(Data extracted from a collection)

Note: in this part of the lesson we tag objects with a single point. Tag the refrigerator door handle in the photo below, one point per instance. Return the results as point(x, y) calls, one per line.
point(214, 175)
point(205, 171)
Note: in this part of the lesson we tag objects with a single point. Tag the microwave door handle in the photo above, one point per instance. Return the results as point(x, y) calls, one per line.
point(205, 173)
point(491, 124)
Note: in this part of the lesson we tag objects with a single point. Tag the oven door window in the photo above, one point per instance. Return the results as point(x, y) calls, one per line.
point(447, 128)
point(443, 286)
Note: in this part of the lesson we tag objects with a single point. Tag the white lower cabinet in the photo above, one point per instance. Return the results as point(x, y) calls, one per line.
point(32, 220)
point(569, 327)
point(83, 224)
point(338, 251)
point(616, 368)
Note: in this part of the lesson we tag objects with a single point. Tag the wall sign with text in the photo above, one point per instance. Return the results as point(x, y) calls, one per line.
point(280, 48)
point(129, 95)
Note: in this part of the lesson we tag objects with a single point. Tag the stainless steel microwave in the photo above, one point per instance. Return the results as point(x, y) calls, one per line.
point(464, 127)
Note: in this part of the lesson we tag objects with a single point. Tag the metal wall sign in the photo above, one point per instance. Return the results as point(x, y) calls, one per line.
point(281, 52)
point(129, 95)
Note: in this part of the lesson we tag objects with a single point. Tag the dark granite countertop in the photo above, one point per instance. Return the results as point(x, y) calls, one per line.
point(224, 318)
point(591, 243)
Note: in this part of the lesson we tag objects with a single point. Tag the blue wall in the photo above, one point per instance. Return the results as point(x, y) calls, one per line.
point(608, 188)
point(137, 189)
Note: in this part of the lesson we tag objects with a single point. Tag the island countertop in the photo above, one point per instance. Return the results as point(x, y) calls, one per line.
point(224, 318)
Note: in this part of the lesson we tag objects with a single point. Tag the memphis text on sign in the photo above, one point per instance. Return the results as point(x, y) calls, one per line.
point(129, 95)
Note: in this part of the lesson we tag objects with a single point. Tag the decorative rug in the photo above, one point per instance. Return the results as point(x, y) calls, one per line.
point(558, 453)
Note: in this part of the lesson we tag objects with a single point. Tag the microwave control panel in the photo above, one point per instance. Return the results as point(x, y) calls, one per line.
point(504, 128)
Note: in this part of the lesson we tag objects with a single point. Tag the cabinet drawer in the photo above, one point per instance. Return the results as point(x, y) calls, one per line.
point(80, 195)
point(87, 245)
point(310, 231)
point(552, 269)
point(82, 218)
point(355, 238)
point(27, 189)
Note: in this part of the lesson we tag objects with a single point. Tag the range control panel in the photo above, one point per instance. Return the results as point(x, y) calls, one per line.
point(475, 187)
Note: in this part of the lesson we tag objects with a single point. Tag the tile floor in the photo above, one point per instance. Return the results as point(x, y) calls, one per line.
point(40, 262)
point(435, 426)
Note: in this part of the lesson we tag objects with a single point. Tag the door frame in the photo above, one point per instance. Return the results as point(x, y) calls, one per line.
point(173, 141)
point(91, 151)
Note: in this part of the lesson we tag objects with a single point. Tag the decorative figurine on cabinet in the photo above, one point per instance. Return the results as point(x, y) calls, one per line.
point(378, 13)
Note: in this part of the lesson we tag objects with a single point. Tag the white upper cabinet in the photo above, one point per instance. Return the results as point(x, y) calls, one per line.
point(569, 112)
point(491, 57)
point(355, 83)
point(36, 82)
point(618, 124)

§ TO DO
A faithful copy is required of the lines from the one with "Tag the range" through the last line of the data; please add nothing.

§ SOLUTION FOR THIS EXERCISE
Note: in this part of the lesson we tag objects with a single point. Tag the range control panel in the photo above, one point per instance. Return the results as point(x, y) calls, one per line.
point(475, 187)
Note: in this part of the lesson we tag objects with a single point. Tag the tile floor in the photo above, one point per instance. Return the results as point(x, y) calls, one per line.
point(40, 262)
point(435, 426)
Note: in this part of the lesson we tag objects with a single point. Tag the door frame in the photo above, one point per instance. Return the results as point(x, y) calls, one per line.
point(173, 141)
point(91, 151)
Note: in this part of the lesson we tag objects with a single point. Tag the decorative figurine on cabinet in the photo above, one point per instance. Return the results as point(x, y) calls, one per line.
point(378, 13)
Note: in this part of the lesson we tag objects with a single point. Tag the white upper cabinet in the photo above, one point per instance. Return the results as point(x, y) calls, one per line.
point(569, 112)
point(491, 57)
point(355, 83)
point(36, 82)
point(618, 124)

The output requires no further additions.